Short task:
Reproduce the records word for word, starting with their first line and going on through the line with "[236,16,398,609]", that line included.

>> BEGIN Data provided

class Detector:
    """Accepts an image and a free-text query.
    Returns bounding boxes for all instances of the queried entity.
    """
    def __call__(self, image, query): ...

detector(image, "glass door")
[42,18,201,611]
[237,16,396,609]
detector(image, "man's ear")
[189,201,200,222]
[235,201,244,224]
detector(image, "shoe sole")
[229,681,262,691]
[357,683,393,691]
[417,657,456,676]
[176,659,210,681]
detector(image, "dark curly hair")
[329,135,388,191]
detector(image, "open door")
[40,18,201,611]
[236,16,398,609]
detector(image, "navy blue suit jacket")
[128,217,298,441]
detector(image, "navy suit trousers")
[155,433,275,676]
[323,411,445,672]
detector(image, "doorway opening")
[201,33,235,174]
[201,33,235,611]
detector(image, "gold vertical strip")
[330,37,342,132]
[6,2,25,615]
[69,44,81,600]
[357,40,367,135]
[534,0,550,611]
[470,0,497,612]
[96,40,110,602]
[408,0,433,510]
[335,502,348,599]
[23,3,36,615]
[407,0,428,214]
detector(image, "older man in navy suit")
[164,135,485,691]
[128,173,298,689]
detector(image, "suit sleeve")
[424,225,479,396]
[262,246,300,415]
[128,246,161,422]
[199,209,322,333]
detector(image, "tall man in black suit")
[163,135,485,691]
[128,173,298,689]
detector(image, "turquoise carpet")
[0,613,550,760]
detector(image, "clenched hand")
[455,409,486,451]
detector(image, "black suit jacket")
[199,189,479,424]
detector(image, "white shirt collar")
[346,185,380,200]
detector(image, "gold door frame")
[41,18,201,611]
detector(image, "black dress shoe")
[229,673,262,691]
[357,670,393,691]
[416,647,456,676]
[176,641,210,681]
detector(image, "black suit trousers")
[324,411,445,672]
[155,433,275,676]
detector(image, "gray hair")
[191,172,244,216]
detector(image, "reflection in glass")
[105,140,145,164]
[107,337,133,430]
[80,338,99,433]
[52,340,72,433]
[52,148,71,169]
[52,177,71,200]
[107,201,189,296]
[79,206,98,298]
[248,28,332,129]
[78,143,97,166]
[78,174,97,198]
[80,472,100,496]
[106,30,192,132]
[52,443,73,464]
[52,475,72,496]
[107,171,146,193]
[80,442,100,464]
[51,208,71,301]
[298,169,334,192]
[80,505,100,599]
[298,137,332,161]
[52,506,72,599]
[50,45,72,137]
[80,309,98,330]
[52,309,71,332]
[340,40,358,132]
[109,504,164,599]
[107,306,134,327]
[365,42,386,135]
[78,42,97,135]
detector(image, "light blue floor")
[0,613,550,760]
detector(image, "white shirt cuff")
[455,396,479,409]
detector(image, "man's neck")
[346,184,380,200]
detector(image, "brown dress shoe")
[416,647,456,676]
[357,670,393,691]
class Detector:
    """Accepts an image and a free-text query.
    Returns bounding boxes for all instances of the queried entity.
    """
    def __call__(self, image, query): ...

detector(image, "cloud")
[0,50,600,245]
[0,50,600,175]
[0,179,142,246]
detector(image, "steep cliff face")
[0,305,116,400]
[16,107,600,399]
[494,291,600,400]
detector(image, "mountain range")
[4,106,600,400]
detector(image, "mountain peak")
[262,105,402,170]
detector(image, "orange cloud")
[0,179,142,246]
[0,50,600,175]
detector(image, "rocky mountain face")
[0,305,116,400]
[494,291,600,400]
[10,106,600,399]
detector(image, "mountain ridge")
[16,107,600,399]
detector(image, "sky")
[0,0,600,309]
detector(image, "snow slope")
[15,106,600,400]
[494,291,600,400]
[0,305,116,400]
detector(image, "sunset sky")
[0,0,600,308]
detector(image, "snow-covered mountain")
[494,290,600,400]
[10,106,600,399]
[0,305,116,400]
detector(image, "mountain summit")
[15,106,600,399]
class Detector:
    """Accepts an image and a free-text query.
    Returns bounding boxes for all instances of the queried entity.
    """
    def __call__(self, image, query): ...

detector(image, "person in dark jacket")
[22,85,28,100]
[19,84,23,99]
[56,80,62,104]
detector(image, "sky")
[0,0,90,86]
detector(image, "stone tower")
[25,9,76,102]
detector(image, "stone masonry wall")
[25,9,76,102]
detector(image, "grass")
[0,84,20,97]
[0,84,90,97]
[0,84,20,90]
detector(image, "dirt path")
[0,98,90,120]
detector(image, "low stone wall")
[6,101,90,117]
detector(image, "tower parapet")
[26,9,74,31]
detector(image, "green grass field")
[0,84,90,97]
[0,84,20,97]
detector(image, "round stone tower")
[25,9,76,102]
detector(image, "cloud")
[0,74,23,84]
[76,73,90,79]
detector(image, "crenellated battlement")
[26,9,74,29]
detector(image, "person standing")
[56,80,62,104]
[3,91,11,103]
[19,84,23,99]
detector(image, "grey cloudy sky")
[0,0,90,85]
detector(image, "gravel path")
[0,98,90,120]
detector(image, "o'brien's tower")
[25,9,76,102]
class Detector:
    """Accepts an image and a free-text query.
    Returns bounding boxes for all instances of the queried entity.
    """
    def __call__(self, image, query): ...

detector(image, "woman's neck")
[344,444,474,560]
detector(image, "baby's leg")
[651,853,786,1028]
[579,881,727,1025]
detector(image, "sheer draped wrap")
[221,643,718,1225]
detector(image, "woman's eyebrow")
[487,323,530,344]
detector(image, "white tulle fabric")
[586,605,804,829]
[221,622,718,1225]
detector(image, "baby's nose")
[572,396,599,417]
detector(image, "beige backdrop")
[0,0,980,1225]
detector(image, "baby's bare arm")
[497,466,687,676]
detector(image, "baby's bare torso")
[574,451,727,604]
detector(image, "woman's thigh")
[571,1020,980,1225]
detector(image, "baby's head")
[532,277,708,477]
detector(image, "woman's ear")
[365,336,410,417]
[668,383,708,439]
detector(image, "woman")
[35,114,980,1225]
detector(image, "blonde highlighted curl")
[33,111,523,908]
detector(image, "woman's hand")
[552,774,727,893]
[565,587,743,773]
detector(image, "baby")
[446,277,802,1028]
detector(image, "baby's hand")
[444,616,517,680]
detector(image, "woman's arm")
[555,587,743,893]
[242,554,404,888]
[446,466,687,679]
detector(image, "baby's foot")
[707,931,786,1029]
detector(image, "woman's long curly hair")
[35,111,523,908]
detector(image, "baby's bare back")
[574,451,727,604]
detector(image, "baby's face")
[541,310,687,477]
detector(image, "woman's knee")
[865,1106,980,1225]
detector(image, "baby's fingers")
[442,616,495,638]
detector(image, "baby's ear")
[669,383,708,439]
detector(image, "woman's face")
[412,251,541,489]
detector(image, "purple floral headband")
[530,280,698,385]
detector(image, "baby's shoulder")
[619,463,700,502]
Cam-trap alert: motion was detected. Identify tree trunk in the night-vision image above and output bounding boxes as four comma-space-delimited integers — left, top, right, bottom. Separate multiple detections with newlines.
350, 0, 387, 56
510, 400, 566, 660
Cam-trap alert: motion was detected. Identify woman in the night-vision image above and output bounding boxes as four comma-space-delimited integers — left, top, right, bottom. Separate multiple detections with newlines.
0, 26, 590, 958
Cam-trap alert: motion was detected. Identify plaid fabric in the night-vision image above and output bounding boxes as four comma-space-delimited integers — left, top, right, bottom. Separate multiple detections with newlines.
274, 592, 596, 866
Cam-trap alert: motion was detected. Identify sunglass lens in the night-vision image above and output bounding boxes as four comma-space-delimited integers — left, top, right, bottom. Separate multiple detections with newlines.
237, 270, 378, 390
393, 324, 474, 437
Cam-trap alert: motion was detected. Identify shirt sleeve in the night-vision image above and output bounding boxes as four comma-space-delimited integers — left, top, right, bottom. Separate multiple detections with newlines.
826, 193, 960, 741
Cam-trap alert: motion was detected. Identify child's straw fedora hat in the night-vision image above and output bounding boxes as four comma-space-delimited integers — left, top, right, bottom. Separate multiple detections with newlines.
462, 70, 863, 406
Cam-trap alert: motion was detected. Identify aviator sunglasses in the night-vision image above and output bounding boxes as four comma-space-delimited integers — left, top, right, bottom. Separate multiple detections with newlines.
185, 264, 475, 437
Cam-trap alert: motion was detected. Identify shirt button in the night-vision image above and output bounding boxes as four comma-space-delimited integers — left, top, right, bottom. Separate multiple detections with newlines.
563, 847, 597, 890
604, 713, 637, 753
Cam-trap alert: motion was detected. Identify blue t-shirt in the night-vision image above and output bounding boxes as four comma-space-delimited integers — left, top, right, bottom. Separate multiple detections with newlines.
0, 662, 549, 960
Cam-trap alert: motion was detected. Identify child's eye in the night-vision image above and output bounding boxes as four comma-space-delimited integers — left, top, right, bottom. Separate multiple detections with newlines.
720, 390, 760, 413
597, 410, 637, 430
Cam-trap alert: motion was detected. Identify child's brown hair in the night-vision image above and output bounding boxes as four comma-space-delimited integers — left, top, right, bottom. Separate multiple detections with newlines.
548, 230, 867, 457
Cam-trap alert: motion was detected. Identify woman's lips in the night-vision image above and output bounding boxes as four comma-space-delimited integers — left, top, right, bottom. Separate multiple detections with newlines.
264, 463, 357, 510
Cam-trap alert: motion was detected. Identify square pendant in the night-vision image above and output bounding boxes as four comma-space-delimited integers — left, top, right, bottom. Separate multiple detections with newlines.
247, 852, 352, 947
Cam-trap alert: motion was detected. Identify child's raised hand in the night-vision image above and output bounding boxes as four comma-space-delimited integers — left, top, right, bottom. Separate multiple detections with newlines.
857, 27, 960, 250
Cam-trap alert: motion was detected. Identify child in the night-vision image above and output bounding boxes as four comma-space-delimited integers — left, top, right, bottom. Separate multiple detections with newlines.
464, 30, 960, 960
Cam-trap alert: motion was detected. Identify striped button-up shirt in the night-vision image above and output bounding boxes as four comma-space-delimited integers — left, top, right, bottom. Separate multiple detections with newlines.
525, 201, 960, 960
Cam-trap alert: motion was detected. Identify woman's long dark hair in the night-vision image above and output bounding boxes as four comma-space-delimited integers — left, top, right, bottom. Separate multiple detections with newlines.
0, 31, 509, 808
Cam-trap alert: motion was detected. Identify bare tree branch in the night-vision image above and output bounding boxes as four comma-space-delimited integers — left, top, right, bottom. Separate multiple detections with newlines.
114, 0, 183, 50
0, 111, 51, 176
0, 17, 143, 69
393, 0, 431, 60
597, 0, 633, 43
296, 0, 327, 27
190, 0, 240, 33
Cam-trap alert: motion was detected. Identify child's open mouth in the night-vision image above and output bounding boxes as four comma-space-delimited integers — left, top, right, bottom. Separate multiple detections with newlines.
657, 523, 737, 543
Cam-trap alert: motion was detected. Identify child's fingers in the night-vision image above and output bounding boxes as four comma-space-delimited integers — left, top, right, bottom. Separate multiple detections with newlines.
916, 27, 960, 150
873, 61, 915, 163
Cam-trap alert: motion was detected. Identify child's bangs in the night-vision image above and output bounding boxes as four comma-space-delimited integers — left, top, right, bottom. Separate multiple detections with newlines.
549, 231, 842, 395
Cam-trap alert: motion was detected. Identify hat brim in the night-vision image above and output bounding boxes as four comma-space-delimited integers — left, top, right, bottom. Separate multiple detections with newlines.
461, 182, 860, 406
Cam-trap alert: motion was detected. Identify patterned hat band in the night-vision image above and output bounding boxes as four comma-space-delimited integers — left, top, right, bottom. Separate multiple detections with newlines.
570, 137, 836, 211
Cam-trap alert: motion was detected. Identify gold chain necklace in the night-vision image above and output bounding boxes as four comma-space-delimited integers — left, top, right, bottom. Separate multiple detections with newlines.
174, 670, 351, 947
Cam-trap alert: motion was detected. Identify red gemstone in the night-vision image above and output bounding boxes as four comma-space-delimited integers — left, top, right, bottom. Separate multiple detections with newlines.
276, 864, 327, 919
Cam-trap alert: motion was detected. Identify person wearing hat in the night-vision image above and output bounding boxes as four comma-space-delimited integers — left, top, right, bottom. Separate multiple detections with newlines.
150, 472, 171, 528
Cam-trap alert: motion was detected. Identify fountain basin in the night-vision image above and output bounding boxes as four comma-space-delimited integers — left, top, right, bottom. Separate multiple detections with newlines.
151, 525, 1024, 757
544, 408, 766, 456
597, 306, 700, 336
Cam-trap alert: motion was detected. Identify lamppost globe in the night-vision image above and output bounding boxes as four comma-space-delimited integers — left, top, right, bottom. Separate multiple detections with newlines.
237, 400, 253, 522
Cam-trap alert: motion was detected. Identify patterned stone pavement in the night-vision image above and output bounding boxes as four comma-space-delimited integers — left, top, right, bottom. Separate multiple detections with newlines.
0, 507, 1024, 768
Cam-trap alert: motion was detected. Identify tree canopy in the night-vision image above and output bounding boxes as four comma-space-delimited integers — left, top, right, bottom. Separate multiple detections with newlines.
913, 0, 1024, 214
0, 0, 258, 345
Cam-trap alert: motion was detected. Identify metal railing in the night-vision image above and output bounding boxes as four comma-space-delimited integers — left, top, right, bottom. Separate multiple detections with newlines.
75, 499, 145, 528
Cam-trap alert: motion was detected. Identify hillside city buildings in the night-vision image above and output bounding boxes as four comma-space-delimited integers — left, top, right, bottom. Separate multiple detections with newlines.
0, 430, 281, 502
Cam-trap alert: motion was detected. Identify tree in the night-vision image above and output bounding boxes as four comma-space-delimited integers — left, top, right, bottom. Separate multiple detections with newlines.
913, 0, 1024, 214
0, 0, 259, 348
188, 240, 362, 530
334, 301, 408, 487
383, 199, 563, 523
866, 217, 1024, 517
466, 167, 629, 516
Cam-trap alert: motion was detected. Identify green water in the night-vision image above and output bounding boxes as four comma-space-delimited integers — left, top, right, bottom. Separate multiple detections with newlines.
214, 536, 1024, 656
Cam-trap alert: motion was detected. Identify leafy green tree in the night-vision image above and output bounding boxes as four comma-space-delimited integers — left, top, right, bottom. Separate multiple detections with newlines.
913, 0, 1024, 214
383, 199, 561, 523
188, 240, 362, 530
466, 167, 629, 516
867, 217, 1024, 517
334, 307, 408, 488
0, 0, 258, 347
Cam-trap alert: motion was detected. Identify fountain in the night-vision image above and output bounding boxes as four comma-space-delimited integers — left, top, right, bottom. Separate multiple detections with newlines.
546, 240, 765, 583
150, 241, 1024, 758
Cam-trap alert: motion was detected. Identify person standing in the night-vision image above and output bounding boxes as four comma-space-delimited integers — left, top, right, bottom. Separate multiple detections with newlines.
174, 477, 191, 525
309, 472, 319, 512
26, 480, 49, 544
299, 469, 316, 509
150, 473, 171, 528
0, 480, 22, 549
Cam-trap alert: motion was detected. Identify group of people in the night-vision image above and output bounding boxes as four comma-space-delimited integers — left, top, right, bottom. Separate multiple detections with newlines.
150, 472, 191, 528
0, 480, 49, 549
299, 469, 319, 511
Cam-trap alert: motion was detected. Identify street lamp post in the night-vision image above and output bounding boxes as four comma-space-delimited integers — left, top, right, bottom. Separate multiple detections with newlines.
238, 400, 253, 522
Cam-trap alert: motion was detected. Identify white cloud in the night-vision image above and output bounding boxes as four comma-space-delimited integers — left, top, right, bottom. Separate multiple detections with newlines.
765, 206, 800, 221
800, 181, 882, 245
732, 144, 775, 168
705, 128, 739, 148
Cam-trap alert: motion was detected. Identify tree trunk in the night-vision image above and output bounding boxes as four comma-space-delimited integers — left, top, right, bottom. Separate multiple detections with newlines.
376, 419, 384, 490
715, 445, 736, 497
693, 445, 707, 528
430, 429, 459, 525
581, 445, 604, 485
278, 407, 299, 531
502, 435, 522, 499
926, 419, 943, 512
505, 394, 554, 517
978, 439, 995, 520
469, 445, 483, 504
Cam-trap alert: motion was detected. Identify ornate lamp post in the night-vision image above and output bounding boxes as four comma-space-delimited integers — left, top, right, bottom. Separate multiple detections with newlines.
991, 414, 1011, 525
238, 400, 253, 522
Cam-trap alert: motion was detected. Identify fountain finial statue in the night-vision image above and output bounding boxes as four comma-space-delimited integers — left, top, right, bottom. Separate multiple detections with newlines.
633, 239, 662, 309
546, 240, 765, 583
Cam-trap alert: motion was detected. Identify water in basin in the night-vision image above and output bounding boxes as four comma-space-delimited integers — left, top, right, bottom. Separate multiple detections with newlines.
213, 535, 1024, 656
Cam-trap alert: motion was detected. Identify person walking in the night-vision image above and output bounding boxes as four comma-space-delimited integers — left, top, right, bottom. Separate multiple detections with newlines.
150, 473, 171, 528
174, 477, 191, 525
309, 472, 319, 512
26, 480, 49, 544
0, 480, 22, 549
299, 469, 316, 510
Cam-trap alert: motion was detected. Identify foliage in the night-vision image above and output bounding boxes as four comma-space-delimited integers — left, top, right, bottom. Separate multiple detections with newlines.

>> END Data provided

Solution for this task:
class Detector:
    """Accepts an image and a free-text query.
    Returns bounding boxes for all instances of the queried entity.
    """
    def __call__(self, image, query): ...

detector(image, "glass door")
[42,18,201,611]
[237,16,396,609]
detector(image, "man's ear")
[189,201,200,222]
[235,201,244,224]
detector(image, "shoe sole")
[229,681,262,691]
[357,683,393,691]
[417,657,456,676]
[176,659,210,681]
detector(image, "dark curly hair")
[329,135,388,191]
detector(image, "open door")
[40,18,201,611]
[236,16,398,609]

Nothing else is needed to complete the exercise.